Cependant, malgré ces progrès en matière d’égalité des sexes, les femmes n’ont pas nécessairement atteint un statut égal. Les femmes connaissent toujours des taux élevés de violence domestique, de faibles taux d’emploi et un faible niveau d’éducation par rapport aux hommes rwandais.
Et, comme le montrent mes recherches, les femmes ont été largement exclues des récits et des mémoires collectives du génocide. J’ai analysé les entretiens de 175 « sauveteurs » – terme utilisé pour désigner les personnes qui cachaient ou protégeaient ceux chassés pendant le génocide – et j’ai constaté que les souvenirs des femmes concernant la violence étaient disproportionnellement plus élevés que ceux des hommes. Les entretiens ont été menés à l’origine par Hollie Nyseth Nzitatira et Nicole Fox, deux des principales chercheuses sur les conséquences du génocide au Rwanda.
Récits incomplets
Omettre les voix des femmes dans le processus de commémoration de la violence au Rwanda contribuera, je crois, à un récit du génocide qui est au mieux incomplet et au pire trompeur.
Des critiques ont déjà été formulées quant à la manière dont un récit unique et manquant de nuances a été adopté. Ces atrocités sont souvent présentées comme le point culminant naturel de deux groupes ethniques historiquement rivaux, les Hutus et les Tutsis, qui se disputaient le pouvoir politique, les Hutus finissant par commettre un génocide contre les Tutsis.
Cependant, il s’agit d’une version incomplète de l’histoire du Rwanda ainsi que du génocide. Avant la colonisation en 1919, les Hutus et les Tutsis constituaient des catégories de classe économique éphémères, probablement déterminées par le nombre de bovins possédés. L’ethnicisation des catégories a ensuite été arbitrairement créée par la puissance coloniale, la Belgique, en 1935 et est restée en place lors de la décolonisation du Rwanda en 1962.
Le récit courant selon lequel pendant le génocide les Hutus ont tué les Tutsis n’est également qu’une partie de l’histoire. De nombreux Hutus modérés ont été tués en raison de leur refus de participer aux violences. Les Twa, un troisième groupe ethnique, ont également été pris pour cible et tués, tandis que d’autres Hutus ont choisi de sauver les Tutsis de la violence.
Aujourd’hui, le gouvernement rwandais n’accepte que le récit selon lequel les Tutsis sont la cible des Hutus, le titre officiel du génocide étant « Génocide rwandais contre les Tutsis de 1994 ».
Minimiser le rôle des femmes
Des travaux universitaires récents ont critiqué la façon dont le récit national du génocide au Rwanda a créé une hiérarchie de victimisation dans laquelle seule la victimisation des Tutsis est reconnue.
Les mémoriaux, les monuments et les manuels scolaires sont quelques-uns des moyens par lesquels la mémoire collective se forme après une guerre, un conflit ou une catastrophe naturelle.
Le Rwanda est cependant unique dans la mesure où le pays facilite la mémoire collective lors des événements de commémoration annuels organisés dans les communautés locales. Lors de ces commémorations, survivants, sauveteurs et auteurs des violences partagent publiquement leurs témoignages.

*Travail à faire:*
1. D'après l'extrait sur la mémoire du génocide au Rwanda, combien d'entretiens de « sauveteurs » ont été analysés ?
2. Recopiez le passage de l'extrait sur la mémoire du génocide au Rwanda qui commence aux mots "Et, comme le" et se termine après "génocide au Rwanda.".
3. Poursuivez l'extrait sur la mémoire du génocide au Rwanda après sa dernière phrase.

*Données enregistrées:*
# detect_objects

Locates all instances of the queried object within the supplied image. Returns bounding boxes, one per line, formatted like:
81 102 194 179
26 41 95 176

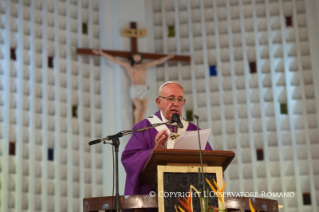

*Exercices corrigés:*
1. 175 entretiens.

2.
Et, comme le montrent mes recherches, les femmes ont été largement exclues des récits et des mémoires collectives du génocide. J’ai analysé les entretiens de 175 « sauveteurs » – terme utilisé pour désigner les personnes qui cachaient ou protégeaient ceux chassés pendant le génocide – et j’ai constaté que les souvenirs des femmes concernant la violence étaient disproportionnellement plus élevés que ceux des hommes. Les entretiens ont été menés à l’origine par Hollie Nyseth Nzitatira et Nicole Fox, deux des principales chercheuses sur les conséquences du génocide au Rwanda.

3.
De la même manière que le gouvernement rwandais considère que seuls les Tutsis sont les victimes du génocide, il a également une définition étroite des « sauveteurs ». Les sauveteurs sont définis par le gouvernement rwandais comme des individus qui ont protégé ou évacué les Tutsis, ou qui ont fait d’autres efforts pour les sauver, et qui n’ont pas participé au génocide, que ce soit en tuant, en violant, en détruisant des biens ou en pillant.
Les sauveteurs comptent parmi les intervenants les plus fréquents lors des événements officiels de commémoration. En donnant une tribune aux personnes prêtes à risquer leur vie pour protéger leurs concitoyens, le gouvernement espère promouvoir l’unité nationale.
Mais mes recherches ont révélé que les sauveteurs masculins ont une plus grande visibilité et plus d’options pour raconter leur histoire, par rapport à leurs homologues féminines.
Les personnes invitées à témoigner lors des événements officiels de commémoration sont choisies par les dirigeants locaux et ne constituent pas toujours un échantillon représentatif. On ne demande souvent pas aux femmes de témoigner, car elles sont jugées trop émotives. De même, les personnes sélectionnées pour témoigner voient souvent leurs histoires vérifiées pour garantir que leur récit s’aligne sur celui des gouvernements rwandais.
J’ai analysé les entretiens avec 175 sauveteurs – 113 hommes et 62 femmes. Parmi eux, 50 personnes – 23 hommes et 27 femmes – n’avaient pas encore partagé leur histoire lors d’un événement officiel de commémoration.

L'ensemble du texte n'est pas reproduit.